# What to produce:
Copy everything in the material from the line containing "Task: point out the gutter" down to the line containing "[[583, 108], [66, 31]]", including both of those lines. Leave the pictures out of your copy.

** Begin **

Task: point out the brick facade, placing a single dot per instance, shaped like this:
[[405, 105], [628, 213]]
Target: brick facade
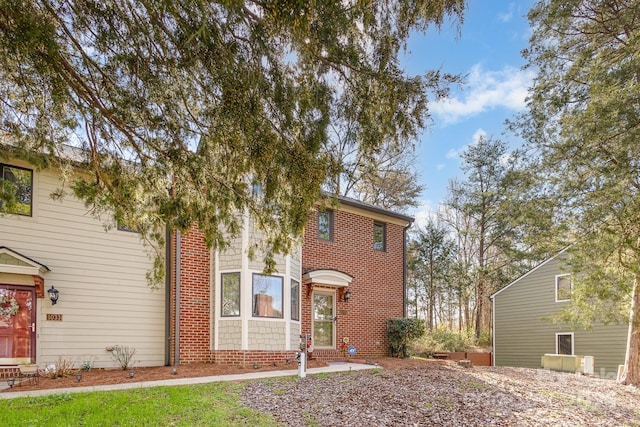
[[377, 289], [195, 304]]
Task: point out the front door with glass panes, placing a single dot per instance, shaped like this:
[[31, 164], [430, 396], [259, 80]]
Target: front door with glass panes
[[323, 320], [17, 324]]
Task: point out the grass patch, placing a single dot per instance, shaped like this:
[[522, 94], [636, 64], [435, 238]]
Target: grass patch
[[197, 405]]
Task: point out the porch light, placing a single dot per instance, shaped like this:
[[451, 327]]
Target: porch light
[[53, 295]]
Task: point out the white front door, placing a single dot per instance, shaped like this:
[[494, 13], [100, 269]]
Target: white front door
[[323, 324]]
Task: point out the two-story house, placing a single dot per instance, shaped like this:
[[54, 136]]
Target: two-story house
[[341, 284], [523, 331]]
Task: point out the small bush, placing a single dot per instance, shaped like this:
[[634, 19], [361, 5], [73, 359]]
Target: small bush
[[123, 356], [86, 365], [401, 332]]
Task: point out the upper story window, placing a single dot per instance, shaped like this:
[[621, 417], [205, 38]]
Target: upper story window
[[295, 300], [325, 225], [124, 227], [564, 343], [379, 236], [16, 190], [230, 298], [563, 287], [267, 296]]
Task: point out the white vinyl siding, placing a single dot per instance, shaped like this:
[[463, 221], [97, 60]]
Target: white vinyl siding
[[104, 297]]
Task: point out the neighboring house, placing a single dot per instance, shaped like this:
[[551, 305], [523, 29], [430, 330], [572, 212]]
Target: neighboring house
[[103, 295], [215, 306], [522, 334]]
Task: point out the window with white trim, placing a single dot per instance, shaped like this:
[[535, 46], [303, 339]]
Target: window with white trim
[[295, 300], [230, 290], [379, 236], [325, 225], [267, 296], [16, 190], [563, 287], [564, 343]]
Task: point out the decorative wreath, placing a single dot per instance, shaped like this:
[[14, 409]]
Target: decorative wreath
[[8, 306]]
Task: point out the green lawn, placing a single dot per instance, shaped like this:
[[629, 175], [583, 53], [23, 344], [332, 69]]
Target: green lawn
[[214, 404]]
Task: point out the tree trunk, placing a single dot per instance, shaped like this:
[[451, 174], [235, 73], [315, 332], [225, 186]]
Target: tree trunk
[[632, 359]]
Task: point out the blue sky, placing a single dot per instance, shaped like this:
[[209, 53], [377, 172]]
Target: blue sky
[[487, 50]]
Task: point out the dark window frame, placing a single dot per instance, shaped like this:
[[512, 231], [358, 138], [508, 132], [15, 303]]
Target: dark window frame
[[2, 172], [330, 220], [254, 299], [562, 293], [239, 296], [383, 246], [561, 347], [295, 302]]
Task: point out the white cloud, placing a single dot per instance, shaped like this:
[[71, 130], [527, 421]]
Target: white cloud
[[453, 153], [480, 133], [506, 16], [486, 90]]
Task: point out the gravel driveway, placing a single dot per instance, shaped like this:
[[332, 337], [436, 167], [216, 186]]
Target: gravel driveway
[[429, 393]]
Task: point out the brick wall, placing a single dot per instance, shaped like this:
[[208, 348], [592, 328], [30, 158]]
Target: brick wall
[[377, 287], [377, 292], [254, 357], [195, 304]]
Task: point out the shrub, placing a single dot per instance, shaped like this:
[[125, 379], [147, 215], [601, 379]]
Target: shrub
[[60, 368], [401, 332], [443, 339], [123, 356]]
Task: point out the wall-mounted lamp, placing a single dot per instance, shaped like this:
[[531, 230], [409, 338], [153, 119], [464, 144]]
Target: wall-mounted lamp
[[53, 295]]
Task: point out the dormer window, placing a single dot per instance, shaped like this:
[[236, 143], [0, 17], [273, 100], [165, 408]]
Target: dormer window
[[563, 287], [16, 190]]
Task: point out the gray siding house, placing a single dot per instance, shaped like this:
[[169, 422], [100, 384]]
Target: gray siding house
[[521, 335]]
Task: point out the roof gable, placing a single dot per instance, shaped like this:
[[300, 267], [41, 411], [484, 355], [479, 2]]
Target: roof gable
[[534, 269], [15, 263]]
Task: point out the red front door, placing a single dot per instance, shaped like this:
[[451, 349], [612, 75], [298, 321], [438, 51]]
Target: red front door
[[17, 324]]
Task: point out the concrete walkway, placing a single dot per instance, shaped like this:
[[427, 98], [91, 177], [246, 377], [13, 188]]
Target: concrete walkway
[[342, 367]]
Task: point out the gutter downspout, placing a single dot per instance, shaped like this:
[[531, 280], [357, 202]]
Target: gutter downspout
[[404, 270], [167, 296], [176, 356]]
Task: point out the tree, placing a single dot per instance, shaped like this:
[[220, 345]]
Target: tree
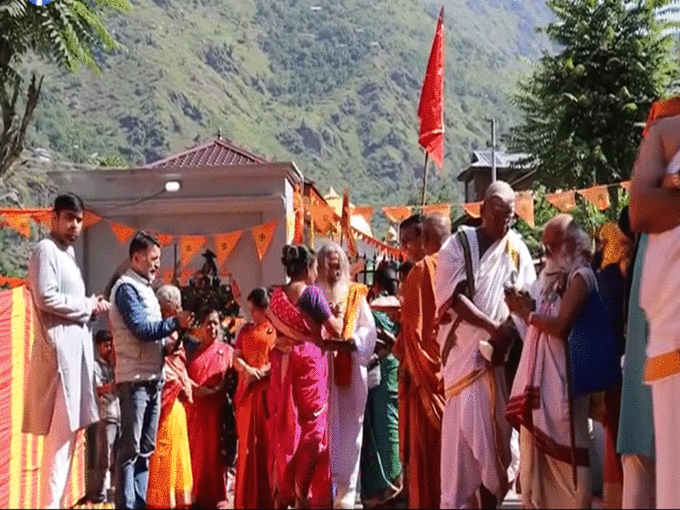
[[583, 108], [66, 31]]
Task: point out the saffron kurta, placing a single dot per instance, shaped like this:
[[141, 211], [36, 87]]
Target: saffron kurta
[[205, 422], [252, 489], [421, 392]]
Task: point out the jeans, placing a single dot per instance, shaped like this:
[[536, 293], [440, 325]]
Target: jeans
[[140, 407], [103, 441]]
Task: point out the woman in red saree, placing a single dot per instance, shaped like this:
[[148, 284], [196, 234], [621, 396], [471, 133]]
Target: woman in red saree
[[298, 395], [208, 369], [251, 358]]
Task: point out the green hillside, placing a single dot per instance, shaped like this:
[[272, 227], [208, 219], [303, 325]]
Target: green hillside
[[330, 84]]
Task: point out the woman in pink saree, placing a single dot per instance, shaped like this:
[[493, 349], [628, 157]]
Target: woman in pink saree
[[298, 393]]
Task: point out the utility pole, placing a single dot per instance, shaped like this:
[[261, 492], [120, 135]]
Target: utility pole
[[494, 177]]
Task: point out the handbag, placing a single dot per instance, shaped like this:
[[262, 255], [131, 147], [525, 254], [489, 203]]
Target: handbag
[[594, 358]]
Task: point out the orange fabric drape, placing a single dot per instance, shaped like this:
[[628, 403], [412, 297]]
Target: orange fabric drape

** End **

# Worked solution:
Task: point out the gutter downspout, placing a single dot per instance, shaped like this:
[[531, 280], [357, 202]]
Target: gutter downspout
[[404, 270], [167, 296], [176, 356]]
Task: point out the tree, placing a single dot per instance, shaped like this:
[[220, 345]]
Target: tree
[[583, 108], [66, 31]]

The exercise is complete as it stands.